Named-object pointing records
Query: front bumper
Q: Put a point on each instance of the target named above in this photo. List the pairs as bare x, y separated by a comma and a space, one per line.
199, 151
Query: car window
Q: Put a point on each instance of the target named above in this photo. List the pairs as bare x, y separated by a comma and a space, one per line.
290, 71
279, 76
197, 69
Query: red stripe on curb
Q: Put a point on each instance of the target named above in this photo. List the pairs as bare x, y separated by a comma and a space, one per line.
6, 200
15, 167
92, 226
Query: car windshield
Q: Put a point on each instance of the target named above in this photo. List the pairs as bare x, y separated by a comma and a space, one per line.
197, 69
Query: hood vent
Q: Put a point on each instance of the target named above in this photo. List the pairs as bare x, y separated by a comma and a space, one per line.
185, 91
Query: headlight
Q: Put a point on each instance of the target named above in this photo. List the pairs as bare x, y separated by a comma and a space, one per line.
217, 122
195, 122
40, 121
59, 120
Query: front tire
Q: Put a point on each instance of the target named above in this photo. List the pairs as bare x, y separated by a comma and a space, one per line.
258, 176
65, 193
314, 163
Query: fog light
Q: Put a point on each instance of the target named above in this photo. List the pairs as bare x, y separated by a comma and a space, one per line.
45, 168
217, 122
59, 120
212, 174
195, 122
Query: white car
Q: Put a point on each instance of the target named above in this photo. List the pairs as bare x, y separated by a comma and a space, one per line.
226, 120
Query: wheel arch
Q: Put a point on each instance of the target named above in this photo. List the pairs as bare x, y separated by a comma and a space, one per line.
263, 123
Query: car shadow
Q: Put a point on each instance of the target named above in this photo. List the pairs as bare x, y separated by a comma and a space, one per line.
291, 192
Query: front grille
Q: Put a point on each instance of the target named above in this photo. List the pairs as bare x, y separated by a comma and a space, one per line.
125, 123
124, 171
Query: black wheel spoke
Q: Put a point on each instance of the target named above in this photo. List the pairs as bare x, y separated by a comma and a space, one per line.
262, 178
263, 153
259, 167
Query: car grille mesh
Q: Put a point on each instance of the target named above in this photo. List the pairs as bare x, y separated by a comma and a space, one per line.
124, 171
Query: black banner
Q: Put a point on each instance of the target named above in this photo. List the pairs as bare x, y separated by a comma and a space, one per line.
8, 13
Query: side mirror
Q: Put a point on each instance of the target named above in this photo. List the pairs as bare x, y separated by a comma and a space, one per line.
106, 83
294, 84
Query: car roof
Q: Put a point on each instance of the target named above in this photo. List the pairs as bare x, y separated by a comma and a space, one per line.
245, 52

■ **Written task**: Set down each entry again, unchanged.

■ **Task solution**:
Query: front bumper
Q: Put a point on each instance of the target named above in this photo. List the pairs as bare x, y separated by a comma and a space, one per line.
199, 151
Query: car window
Q: Put a point on each instance of the target named above in this photo. List the pairs as bare x, y separated by a comma and a space, one per line.
290, 71
279, 76
197, 69
Query: red stripe on curb
Q: Put a point on each instance of the target named above in this photo. List the pairs as bare x, y separated by a comma and a space, one per line.
6, 200
15, 167
92, 226
Query: car windshield
Q: Put a point on each instance of the target named above in this photo. List the pairs as bare x, y separated by a comma and a space, one per line.
197, 69
Query: hood vent
Q: Put a point on each instance of the target named above in this photo. List the pairs as bare x, y separated by a comma and a space, one per line.
185, 91
Query: headlight
Q: Put a point on each instance of the target named above in this photo. List the pairs as bare x, y separated by a comma and a space, one per line.
217, 122
195, 122
40, 121
59, 120
Query: front tire
Q: Put a point on each instance of the target named above in this photo. List the pairs as bare x, y separated by a comma and a space, one per line.
258, 176
65, 193
314, 163
Query: fog light
Q: Put a point on each instance of the target named above in this photo. List the pairs as bare x, y separated by a comma and a space, one per line.
45, 168
217, 122
59, 120
212, 174
195, 122
Query: white car
Q: Put a point on each instance of the target named above in this photo. List the pairs as bare x, y separated by a comma and a space, one per line.
226, 120
Query: wheel arch
Q: Put a point on each instance of the target named above in this photo. List the pairs as bare x, y separated by a comma and a space, one per line.
263, 123
Query: car shadow
Q: Put a point on each instance of the target named above in this photo. List the pairs as bare x, y separated by a comma and a space, one per line.
291, 192
Query: front grille
Q: Put a point on each instance of the target named above in this photo. List the pairs as bare x, y separated by a comma and a space, one per line.
125, 123
124, 171
Query: black wheel spoke
Q: Put a point on each instance of the target named above in this photo. List the pairs as bare x, y separated by a comma and a space, one per line.
262, 178
263, 153
259, 167
Query: car grille mesh
Q: Put a point on each instance of the target named above in this photo. List the pairs as bare x, y separated by a comma and a space, one per line.
124, 171
Query: black banner
Q: Put a point on each instance of the target named above in this photo. List the pairs as bare x, y separated by a comma and a space, one per line.
8, 13
Query: side mirror
Q: Put a point on each instance of the target named above in this photo. List the pairs as bare x, y separated by a comma and a space, one per line.
106, 83
294, 84
Query: car roof
Q: Put a point on each instance of the target named above in this photo. List the pairs as bare x, y separated by a comma and a space, one per line.
245, 52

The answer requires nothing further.